■ **TASK OBJECTIVE**: Copy the data from the line containing "Automation pipeline query — the target element is the tree" through the end of the data, both ends included, and substitute "skyline" for "horizon". Leave everything else unchanged.

■ **STORED DATA**:
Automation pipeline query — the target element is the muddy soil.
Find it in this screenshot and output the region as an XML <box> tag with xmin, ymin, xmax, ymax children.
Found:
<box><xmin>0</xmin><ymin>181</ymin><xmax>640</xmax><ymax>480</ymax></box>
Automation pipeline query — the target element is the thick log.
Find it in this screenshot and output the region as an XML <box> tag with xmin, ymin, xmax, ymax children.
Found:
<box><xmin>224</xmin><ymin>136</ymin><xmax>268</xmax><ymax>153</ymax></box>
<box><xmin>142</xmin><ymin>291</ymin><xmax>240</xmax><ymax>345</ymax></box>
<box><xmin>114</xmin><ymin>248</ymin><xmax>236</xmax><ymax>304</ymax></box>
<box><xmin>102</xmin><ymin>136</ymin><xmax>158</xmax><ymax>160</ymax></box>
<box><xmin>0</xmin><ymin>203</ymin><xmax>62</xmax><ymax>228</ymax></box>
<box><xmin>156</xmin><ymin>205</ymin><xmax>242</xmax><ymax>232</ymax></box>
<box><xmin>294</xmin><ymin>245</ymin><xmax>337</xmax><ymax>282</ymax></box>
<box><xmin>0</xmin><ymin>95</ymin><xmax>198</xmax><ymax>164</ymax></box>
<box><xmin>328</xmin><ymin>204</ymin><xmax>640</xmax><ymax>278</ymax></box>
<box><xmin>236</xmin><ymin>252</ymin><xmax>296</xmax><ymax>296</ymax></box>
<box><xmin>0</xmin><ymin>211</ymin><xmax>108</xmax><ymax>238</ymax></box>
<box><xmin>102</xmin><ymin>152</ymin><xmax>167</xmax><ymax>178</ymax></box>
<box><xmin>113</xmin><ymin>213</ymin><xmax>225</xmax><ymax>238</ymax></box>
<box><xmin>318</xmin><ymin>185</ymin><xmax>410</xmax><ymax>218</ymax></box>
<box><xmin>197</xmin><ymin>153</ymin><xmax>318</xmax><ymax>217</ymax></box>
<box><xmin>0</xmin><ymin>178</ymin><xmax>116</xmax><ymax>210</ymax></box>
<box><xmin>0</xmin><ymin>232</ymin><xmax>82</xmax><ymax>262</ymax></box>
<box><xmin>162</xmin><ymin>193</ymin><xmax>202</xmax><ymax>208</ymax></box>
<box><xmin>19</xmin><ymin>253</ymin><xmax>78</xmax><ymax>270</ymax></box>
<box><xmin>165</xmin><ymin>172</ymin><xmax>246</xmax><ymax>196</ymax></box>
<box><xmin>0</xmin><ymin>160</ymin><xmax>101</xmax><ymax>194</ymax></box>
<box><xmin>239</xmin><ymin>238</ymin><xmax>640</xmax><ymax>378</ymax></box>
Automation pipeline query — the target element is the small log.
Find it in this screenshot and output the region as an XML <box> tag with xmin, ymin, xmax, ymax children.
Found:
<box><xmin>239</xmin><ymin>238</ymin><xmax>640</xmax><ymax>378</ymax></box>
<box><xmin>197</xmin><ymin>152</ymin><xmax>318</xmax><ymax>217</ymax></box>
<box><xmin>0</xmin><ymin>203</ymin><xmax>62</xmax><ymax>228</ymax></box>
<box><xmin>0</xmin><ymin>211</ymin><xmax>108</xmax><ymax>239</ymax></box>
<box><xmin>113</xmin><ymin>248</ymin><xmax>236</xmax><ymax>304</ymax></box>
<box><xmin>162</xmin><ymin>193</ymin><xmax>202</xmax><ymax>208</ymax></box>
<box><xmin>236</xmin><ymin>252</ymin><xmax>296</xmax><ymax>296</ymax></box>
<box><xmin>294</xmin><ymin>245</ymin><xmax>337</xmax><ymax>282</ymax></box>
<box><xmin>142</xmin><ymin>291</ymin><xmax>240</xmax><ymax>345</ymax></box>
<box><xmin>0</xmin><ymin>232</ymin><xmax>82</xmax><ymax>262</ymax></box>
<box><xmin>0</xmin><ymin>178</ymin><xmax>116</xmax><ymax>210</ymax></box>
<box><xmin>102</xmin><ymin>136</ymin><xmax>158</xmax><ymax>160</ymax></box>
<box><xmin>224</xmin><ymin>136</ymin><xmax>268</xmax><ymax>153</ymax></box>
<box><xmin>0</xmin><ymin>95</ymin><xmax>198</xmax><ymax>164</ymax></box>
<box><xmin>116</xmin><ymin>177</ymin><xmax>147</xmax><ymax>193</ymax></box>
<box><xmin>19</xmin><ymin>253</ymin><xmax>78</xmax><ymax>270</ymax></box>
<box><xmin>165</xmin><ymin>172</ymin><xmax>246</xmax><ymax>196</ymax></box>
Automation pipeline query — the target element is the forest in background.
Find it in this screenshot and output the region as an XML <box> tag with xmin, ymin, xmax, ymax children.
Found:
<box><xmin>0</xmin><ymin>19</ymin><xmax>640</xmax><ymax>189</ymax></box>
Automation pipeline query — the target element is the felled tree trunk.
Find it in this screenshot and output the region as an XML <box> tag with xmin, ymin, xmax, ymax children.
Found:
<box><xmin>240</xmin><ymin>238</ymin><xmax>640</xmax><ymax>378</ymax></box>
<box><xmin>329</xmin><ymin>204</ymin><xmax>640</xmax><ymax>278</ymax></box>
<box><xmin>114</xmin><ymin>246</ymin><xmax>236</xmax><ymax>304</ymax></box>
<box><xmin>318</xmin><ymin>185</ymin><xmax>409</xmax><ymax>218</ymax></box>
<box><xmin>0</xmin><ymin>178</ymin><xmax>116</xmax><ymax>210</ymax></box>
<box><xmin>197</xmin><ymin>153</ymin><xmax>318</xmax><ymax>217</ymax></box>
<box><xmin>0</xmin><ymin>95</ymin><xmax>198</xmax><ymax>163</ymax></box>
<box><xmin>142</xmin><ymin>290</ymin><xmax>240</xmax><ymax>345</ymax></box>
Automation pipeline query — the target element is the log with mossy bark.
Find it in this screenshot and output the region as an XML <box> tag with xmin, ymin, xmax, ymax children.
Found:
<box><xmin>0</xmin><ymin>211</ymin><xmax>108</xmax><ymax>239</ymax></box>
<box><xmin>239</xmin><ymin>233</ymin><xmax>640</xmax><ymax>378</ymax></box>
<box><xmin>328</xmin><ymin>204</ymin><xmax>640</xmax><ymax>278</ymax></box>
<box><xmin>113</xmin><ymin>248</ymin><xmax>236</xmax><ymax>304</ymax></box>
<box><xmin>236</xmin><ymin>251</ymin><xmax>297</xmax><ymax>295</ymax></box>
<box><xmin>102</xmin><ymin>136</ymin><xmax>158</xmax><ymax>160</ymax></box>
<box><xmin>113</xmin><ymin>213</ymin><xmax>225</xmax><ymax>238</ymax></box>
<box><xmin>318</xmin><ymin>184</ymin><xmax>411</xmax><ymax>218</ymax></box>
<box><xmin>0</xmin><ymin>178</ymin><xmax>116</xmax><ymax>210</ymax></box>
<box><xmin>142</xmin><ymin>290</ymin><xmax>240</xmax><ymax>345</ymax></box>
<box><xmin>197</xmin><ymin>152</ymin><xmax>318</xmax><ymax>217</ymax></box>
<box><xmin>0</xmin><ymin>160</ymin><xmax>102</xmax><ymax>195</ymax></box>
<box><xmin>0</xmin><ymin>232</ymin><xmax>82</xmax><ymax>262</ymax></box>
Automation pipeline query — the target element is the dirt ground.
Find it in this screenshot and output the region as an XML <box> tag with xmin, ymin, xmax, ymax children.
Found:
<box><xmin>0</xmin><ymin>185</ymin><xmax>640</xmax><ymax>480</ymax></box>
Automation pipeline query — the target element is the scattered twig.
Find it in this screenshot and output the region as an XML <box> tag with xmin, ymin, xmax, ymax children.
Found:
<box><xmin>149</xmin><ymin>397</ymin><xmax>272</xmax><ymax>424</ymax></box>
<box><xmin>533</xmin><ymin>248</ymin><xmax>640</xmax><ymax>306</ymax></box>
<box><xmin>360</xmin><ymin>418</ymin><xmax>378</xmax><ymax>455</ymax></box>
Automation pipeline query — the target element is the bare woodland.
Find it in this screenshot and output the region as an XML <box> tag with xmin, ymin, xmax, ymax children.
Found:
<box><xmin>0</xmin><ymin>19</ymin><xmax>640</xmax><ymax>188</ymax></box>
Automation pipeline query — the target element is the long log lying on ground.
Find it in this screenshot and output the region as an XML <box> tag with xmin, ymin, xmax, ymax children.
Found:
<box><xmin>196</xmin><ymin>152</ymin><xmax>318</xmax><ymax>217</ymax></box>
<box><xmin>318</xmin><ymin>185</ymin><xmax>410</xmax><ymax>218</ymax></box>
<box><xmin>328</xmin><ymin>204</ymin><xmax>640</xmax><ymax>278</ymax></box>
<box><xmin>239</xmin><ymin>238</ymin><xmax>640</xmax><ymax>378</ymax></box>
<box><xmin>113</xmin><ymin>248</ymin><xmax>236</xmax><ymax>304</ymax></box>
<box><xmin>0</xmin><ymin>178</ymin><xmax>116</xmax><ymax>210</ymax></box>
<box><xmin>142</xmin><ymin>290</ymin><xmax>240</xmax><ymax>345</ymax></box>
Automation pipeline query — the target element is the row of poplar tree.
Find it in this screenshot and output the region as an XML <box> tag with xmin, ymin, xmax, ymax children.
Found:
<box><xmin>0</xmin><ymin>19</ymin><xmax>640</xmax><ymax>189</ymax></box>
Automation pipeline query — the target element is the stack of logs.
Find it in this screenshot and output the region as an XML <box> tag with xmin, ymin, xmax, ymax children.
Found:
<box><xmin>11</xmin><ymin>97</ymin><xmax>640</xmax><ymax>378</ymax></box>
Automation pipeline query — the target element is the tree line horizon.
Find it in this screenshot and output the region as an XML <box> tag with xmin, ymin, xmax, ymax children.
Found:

■ **ANSWER**:
Automation pipeline query — the target element is the tree line skyline.
Find it in this screenshot and output the region as an XML <box> tag with xmin, ymin, xmax, ymax children.
Found:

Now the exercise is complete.